### What the task requires:
Repeat every line of the entries below with the requests included, but shift each point coordinate in the answers by adding 5 to it. Keep the sample shapes unchanged and leave out the pictures.

Point placement records:

++++++++

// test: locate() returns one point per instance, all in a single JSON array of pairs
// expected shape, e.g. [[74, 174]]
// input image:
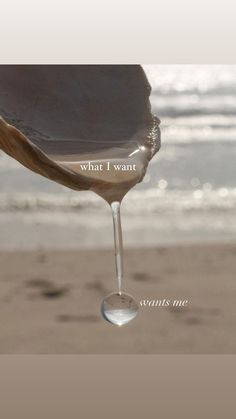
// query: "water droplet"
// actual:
[[119, 309]]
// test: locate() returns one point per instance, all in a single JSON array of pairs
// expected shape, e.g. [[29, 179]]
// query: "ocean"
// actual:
[[188, 194]]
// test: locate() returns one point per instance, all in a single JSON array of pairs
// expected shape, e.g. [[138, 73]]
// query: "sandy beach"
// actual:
[[50, 301]]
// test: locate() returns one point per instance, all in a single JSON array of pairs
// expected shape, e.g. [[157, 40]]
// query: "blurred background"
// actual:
[[56, 245], [188, 194]]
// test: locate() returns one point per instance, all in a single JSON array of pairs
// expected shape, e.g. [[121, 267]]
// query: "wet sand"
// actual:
[[50, 301]]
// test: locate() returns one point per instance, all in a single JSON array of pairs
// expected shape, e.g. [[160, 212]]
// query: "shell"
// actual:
[[50, 110]]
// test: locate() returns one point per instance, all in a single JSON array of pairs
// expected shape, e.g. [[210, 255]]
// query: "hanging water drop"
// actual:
[[119, 308]]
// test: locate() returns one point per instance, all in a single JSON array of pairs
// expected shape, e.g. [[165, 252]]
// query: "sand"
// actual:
[[50, 301]]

++++++++

### Output of the task:
// test: locate() returns one point per instance, all in a single JSON array of pairs
// expected shape, e.g. [[74, 174]]
// input image:
// query: "water droplet"
// actual:
[[124, 314]]
// test: locate() returns one point per instance, all in a single JSON array of pairs
// expected shape, e.g. [[29, 179]]
// query: "ocean"
// actual:
[[193, 199]]
// test: locate() returns one point per instance, all in a single JSON array of pairs
// expected shape, e.g. [[138, 73]]
// query: "sandy beach"
// actual:
[[55, 306]]
// test: locate() returns one point per instance, all in a single JSON array of pairs
// expected shape, e.g. [[157, 40]]
// query: "blurred background"
// actual:
[[61, 250], [193, 199]]
// test: locate() returns one point per instance, all in a single JSON array of pairs
// expected shape, e.g. [[121, 267]]
// query: "wet sand"
// actual:
[[55, 306]]
// test: locate() returns one point per instance, all in a single JSON array of pairs
// expected shape, e.g. [[160, 212]]
// query: "shell"
// actual:
[[55, 115]]
// test: locate() returns one point per instance, all in a single JSON array of pairs
// expected shape, e.g. [[210, 255]]
// query: "hanging water drop"
// actual:
[[124, 313]]
// test: locate() returns one point per instance, all in a single JSON array of pairs
// expected shape, e.g. [[165, 252]]
// query: "sand"
// actual:
[[55, 306]]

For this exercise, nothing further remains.